━━━━━ Data in this exercise
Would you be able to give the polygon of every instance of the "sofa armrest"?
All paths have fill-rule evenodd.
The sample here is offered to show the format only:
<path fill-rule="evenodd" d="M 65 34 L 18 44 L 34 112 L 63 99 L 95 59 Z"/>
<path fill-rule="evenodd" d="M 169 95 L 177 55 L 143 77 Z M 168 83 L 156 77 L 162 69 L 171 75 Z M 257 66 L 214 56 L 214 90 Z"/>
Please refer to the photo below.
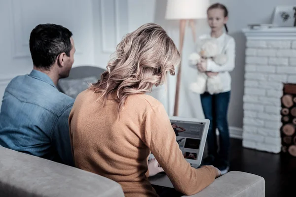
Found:
<path fill-rule="evenodd" d="M 115 197 L 120 185 L 106 177 L 0 147 L 1 197 Z"/>
<path fill-rule="evenodd" d="M 184 196 L 184 197 L 186 197 Z M 265 181 L 259 176 L 236 171 L 217 178 L 191 197 L 264 197 Z"/>

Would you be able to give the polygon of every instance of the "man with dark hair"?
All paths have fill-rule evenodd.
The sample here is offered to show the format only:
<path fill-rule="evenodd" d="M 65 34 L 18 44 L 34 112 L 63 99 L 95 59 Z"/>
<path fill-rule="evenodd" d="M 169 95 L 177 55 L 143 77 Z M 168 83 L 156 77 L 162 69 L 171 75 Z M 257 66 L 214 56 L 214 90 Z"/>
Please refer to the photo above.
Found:
<path fill-rule="evenodd" d="M 74 100 L 56 88 L 74 62 L 72 33 L 54 24 L 32 30 L 34 69 L 13 79 L 0 112 L 0 144 L 17 151 L 74 166 L 68 118 Z"/>

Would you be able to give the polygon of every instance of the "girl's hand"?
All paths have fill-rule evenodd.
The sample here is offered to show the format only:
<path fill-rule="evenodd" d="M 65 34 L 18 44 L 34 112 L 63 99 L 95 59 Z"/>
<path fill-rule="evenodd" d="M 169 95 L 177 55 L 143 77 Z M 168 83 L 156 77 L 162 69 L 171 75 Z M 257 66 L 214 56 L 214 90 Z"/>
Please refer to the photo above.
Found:
<path fill-rule="evenodd" d="M 159 167 L 158 162 L 155 158 L 152 158 L 148 162 L 148 170 L 149 171 L 149 177 L 164 171 L 162 167 Z"/>
<path fill-rule="evenodd" d="M 197 65 L 197 69 L 200 72 L 205 72 L 207 71 L 207 61 L 206 59 L 202 58 L 200 63 Z"/>
<path fill-rule="evenodd" d="M 216 76 L 217 74 L 218 74 L 219 72 L 206 72 L 206 74 L 207 74 L 207 75 L 208 75 L 208 77 L 212 77 L 214 76 Z"/>

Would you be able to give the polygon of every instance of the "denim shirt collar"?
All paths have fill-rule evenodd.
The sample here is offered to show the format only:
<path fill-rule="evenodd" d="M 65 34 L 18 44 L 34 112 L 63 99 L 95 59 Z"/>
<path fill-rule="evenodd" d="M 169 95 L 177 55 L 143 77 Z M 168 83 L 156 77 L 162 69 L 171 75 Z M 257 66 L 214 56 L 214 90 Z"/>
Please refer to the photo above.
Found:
━━━━━━━━━━
▸ **Instructions to follow**
Copy everything from the start of the material down to the line containing "115 197 L 120", both ends included, and shift the found outlines by adding 119 to each of their coordinates. Leave the pictures out.

▸ **Reply**
Would you be able to give the polygon of every instance of the "sofa armrest"?
All paths have fill-rule evenodd.
The sample here is offered to show the format only:
<path fill-rule="evenodd" d="M 65 34 L 18 44 L 34 112 L 63 99 L 95 59 Z"/>
<path fill-rule="evenodd" d="M 169 95 L 177 55 L 143 77 Z M 168 83 L 156 77 L 162 69 L 171 75 Z M 257 66 L 214 56 L 214 90 Z"/>
Please refer to the photo below.
Found:
<path fill-rule="evenodd" d="M 234 316 L 239 304 L 225 296 L 119 266 L 120 316 Z"/>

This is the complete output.